[start INPUT]

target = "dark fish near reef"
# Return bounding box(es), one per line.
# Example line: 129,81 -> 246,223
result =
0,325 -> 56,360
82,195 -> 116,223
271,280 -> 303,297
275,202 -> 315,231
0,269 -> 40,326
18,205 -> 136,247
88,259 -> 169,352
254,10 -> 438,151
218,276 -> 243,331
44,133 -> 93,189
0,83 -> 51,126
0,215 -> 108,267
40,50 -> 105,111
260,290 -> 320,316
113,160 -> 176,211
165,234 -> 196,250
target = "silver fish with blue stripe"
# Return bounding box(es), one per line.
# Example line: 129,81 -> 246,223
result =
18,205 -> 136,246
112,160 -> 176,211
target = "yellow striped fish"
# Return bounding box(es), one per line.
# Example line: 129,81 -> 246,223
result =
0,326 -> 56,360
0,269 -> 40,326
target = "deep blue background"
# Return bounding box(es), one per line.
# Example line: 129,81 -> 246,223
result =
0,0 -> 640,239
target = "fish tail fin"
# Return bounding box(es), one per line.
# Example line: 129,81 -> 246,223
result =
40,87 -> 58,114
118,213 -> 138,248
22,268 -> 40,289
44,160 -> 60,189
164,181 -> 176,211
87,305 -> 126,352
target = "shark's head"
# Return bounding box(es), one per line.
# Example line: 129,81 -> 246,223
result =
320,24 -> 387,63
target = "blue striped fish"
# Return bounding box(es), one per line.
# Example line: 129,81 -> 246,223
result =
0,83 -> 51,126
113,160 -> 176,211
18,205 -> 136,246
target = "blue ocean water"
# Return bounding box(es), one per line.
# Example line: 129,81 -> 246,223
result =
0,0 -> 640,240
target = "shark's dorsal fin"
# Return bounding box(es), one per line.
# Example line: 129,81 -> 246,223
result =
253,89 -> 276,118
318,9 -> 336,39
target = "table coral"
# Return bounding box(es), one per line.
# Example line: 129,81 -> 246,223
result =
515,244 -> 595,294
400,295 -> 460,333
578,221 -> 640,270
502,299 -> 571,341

[end INPUT]

TASK GOAL: Please write out all of the material above again, line for line and character for character, with nothing changed.

TASK RESPONSE:
target = "dark fish near reef"
# Return bounding box(es), one per line.
# Example line: 129,81 -> 246,223
result =
0,325 -> 56,360
82,195 -> 116,223
271,280 -> 303,297
275,202 -> 315,231
0,269 -> 40,326
18,205 -> 136,247
88,259 -> 169,352
254,10 -> 438,151
218,276 -> 243,331
44,133 -> 93,189
0,83 -> 51,126
0,215 -> 108,267
40,50 -> 105,111
260,290 -> 320,316
113,160 -> 176,211
165,234 -> 196,250
target = "silver fish with blue stripe"
# Return bounding box(es), one per line.
# Example line: 129,81 -> 246,223
result =
18,205 -> 136,246
112,160 -> 176,211
target = "yellow striped fish"
# Return bounding box(es), one per line.
# Example line: 129,81 -> 246,223
result =
0,326 -> 56,360
0,269 -> 40,326
target = "deep blue background"
# Return bounding box(es), one per line.
# Example line: 129,81 -> 246,223
result =
0,0 -> 640,239
target = "fish tail fin"
# Return bounding box(es), one per line.
# Example line: 129,81 -> 246,223
result =
40,87 -> 58,114
118,213 -> 138,248
22,268 -> 40,289
44,160 -> 60,189
164,181 -> 176,211
87,305 -> 126,352
target = "shark's head"
# Return bounding box(es), one per line.
# Example line: 129,81 -> 246,223
result =
320,24 -> 387,63
target = "blue striped fish"
# Return bounding box(es), one per line.
# Example line: 129,81 -> 246,223
result =
0,83 -> 51,126
113,160 -> 176,211
18,205 -> 136,246
target = "blue ocean water"
# Return bounding box(es), one per line.
# Example line: 129,81 -> 246,223
result =
0,0 -> 640,240
target = "shark's dorsal fin"
# Return bounding box(es), one per line.
# Example line: 129,81 -> 246,223
result =
253,89 -> 276,118
318,9 -> 336,39
target = "table coral"
# Return bounding box(es), one per line.
# Example line: 129,81 -> 246,223
result =
515,244 -> 595,294
400,295 -> 460,333
578,221 -> 640,270
502,299 -> 571,341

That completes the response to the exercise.